* Request 1 *
Reproduce word for word the part of the film excerpt that begins at the words "Development" and stops after "4 July 2022.".

## start Excerpt provided

The movie ends with a message that trust is all that is needed in order to find peace in today's society.

Cast

 Pradeep Ranganathan as Uthaman Pradeep
 Master Mahanth as young Uthaman Pradeep
 Ivana as Nikitha  (Voice dubbed by Savitha Reddy)
 Yogi Babu as Dr. Yogi, Divya's fiancé
 Raveena Ravi as Divya, Uthaman Pradeep's sister and Dr. Yogi's fiancée
 Sathyaraj as Lawyer Venu Shastri, Nikitha's father
 Raadhika Sarathkumar as Saraswathi, Uthaman Pradeep and Divya's mother
 Akshaya Udayakumar as Shwetha, Nikitha's sister
 Finally Bharath as Mani, Uthaman Pradeep's best friend
 Adithya Kathir as "Olu" Bhaskar, Pradeep's friend
 Aajeedh Khalique as Revi, Nikitha's friend
 Vijay Varadaraj as Kaushik, Nikitha's co-worker
 Prathana Nathan as Namitha, Divya’s friend
 Gurubaai as Nikitha's Instagram follower
 Azhaar Ateef as Kaushik's office friend
 Navin Krubhakar as Mamakutty, Nikitha's ex-boyfriend
 Sandy Master as special appearance in the song "Saachitale"

Production

Development 
After the success of Comali, Pradeep Ranganathan announced his next project which would be produced by Kalapathi S. Aghoram under the banner of AGS Entertainment under the tentative title as AGS 22. It was reported that the project would be an adaptation of Pradeep Ranganathan's own short film App(a) Lock. Later, the title was announced to be Love Today, which was taken from the 1997 film of the same name starring Vijay and would mark Pradeep Ranganathan‘s debut as an actor in a leading role. The makers unveiled the first look poster of the film on 4 July 2022.

Casting 
Ivana who previously appeared in films like Naachiyaar and Hero was signed in to play the female lead, while Yogi Babu who previously collaborated with the director in Comali was signed on to play a supporting role while at the same time Raveena Ravi, veteran actor Sathyaraj and actress Radhika Sarathkumar were also confirmed to be a part of this film.

## end Excerpt provided

* Request 2 *
State only how many lines of the records below contain the string "house", treating uppercase and lowercase as different.

## start Data provided

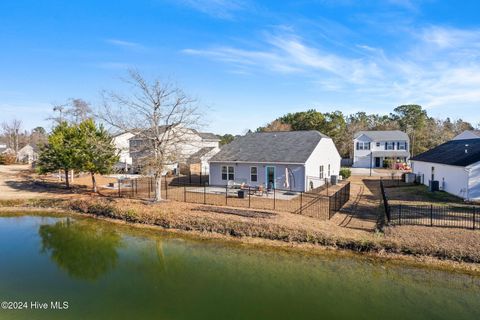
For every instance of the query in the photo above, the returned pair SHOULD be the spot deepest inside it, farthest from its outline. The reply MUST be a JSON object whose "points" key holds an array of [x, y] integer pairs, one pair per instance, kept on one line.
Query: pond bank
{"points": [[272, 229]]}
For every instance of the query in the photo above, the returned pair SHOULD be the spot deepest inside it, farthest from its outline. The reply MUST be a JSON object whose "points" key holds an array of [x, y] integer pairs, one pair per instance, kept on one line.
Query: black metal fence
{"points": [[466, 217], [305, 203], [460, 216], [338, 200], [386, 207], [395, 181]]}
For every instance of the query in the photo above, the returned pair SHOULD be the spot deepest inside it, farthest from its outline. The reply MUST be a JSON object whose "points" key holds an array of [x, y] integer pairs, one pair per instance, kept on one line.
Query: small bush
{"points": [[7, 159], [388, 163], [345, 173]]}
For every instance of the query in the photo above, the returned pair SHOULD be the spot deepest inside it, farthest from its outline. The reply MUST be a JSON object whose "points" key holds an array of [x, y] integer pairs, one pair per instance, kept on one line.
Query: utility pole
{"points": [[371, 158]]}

## end Data provided
## start Data provided

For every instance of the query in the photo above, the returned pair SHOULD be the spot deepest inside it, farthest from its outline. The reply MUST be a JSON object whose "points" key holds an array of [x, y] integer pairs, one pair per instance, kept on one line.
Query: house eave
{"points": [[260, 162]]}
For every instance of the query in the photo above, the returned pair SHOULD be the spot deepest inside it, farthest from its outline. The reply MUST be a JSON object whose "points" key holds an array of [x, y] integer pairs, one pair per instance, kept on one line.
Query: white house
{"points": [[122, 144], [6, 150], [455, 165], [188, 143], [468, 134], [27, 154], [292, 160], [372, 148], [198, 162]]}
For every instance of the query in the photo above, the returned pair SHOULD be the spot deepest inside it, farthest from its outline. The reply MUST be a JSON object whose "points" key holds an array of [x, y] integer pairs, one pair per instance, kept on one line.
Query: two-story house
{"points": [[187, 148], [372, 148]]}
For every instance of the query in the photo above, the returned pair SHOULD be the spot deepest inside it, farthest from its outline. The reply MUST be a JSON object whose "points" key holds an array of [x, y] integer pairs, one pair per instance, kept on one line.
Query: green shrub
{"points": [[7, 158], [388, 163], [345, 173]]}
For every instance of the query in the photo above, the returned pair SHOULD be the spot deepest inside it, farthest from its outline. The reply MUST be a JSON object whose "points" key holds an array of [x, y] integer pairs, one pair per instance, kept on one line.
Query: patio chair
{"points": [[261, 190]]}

## end Data provided

* Expected answer 1 *
Development 
After the success of Comali, Pradeep Ranganathan announced his next project which would be produced by Kalapathi S. Aghoram under the banner of AGS Entertainment under the tentative title as AGS 22. It was reported that the project would be an adaptation of Pradeep Ranganathan's own short film App(a) Lock. Later, the title was announced to be Love Today, which was taken from the 1997 film of the same name starring Vijay and would mark Pradeep Ranganathan‘s debut as an actor in a leading role. The makers unveiled the first look poster of the film on 4 July 2022.

* Expected answer 2 *
3